Given passage below:
It also had an attack mode that let its driver get into a lying position to better operate the car and stay safe. It was safe too. Even when the Joker hit it with a bazooka, the car held up enough to keep Bruce Wayne unharmed. As though wasn’t impressive enough, it then transformed into a motorcycle (Bat Pod) so Batman could keep going.

The Tumbler forever changed what a live-action Batmobile could look like, and it did it in style. The only downside is that there’s no way we could park this in front of our house. Not unless we lived under Bane’s rule.

2. The 1960s BATMAN SERIES Batmobile (A.k.a the 1966 Batmobile)

Bruce Wayne and Robin inside the Batmobile from the '60s TV Series a.k.a 1966 Batmobile
Warner Bros.
End of Given passage.
Provided information below:
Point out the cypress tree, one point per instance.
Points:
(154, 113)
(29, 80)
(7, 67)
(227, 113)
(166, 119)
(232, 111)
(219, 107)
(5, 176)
End of Provided information.
▶ **Task brief**:
Echo the Batmobile passage word for word, starting at "The Tumbler forever" and ending at "Warner Bros.".

▶ **Solution for this exercise**:
The Tumbler forever changed what a live-action Batmobile could look like, and it did it in style. The only downside is that there’s no way we could park this in front of our house. Not unless we lived under Bane’s rule.

2. The 1960s BATMAN SERIES Batmobile (A.k.a the 1966 Batmobile)

Bruce Wayne and Robin inside the Batmobile from the '60s TV Series a.k.a 1966 Batmobile
Warner Bros.